Please pull out each line of the records below that contains the string "tail". The match is case-sensitive.

[Collected data entries]
══════
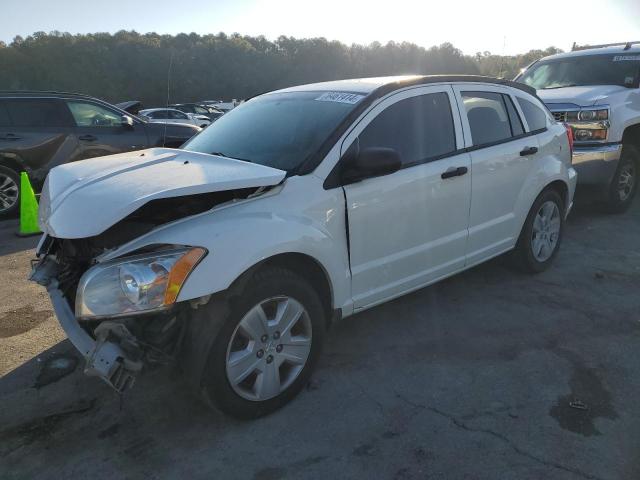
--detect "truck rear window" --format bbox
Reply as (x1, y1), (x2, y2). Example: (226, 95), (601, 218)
(516, 53), (640, 90)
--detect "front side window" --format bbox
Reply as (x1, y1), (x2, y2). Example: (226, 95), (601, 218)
(67, 101), (122, 127)
(516, 53), (640, 90)
(5, 98), (71, 127)
(462, 92), (513, 146)
(358, 92), (456, 166)
(182, 91), (365, 172)
(517, 97), (547, 132)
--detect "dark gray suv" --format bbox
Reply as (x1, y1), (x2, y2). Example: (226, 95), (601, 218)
(0, 91), (201, 217)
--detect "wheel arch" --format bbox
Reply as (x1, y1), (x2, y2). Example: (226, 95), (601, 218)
(536, 180), (569, 212)
(622, 123), (640, 148)
(229, 252), (334, 319)
(0, 153), (25, 175)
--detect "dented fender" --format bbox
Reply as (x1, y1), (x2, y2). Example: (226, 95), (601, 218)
(98, 175), (351, 314)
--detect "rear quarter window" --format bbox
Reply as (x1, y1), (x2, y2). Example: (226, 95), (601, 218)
(517, 97), (547, 132)
(0, 102), (11, 127)
(462, 92), (513, 146)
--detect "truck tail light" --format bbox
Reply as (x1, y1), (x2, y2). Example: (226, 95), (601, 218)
(564, 123), (573, 157)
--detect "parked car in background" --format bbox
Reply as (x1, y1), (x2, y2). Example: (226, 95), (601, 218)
(516, 42), (640, 212)
(32, 76), (576, 418)
(169, 103), (224, 122)
(200, 98), (242, 112)
(139, 108), (211, 128)
(115, 100), (144, 115)
(0, 91), (200, 217)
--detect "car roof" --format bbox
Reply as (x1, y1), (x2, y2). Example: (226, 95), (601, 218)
(0, 90), (99, 102)
(269, 75), (536, 96)
(540, 45), (640, 61)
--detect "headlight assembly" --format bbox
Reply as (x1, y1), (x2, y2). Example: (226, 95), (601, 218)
(567, 108), (609, 122)
(76, 247), (206, 319)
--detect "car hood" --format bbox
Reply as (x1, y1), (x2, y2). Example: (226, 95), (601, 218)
(537, 85), (626, 107)
(39, 148), (286, 238)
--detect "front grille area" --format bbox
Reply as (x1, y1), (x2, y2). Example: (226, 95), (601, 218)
(551, 112), (567, 122)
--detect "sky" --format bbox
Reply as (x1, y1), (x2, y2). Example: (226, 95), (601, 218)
(0, 0), (640, 55)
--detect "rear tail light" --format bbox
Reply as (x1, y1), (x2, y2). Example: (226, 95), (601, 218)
(564, 123), (573, 157)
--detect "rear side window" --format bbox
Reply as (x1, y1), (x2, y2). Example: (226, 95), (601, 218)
(359, 93), (456, 166)
(517, 97), (547, 132)
(0, 102), (11, 127)
(147, 110), (168, 120)
(462, 92), (513, 146)
(502, 95), (524, 137)
(5, 98), (72, 127)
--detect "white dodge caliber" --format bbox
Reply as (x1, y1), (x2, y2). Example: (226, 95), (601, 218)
(31, 76), (576, 418)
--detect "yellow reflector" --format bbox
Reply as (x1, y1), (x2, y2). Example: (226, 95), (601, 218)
(164, 247), (206, 305)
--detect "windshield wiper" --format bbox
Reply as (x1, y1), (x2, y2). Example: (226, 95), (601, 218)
(542, 83), (578, 90)
(209, 152), (253, 163)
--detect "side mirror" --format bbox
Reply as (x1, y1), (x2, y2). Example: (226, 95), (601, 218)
(341, 147), (402, 185)
(122, 115), (133, 128)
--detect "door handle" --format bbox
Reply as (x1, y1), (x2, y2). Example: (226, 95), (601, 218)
(520, 147), (538, 157)
(440, 167), (469, 180)
(0, 133), (22, 140)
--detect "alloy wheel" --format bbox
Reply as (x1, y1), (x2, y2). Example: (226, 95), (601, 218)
(618, 162), (636, 202)
(0, 173), (19, 212)
(226, 296), (312, 401)
(531, 200), (561, 262)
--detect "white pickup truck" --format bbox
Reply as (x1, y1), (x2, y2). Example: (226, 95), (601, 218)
(515, 42), (640, 212)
══════
> **Problem solution**:
--detect "truck tail light" --format bbox
--detect "rear tail light" --format bbox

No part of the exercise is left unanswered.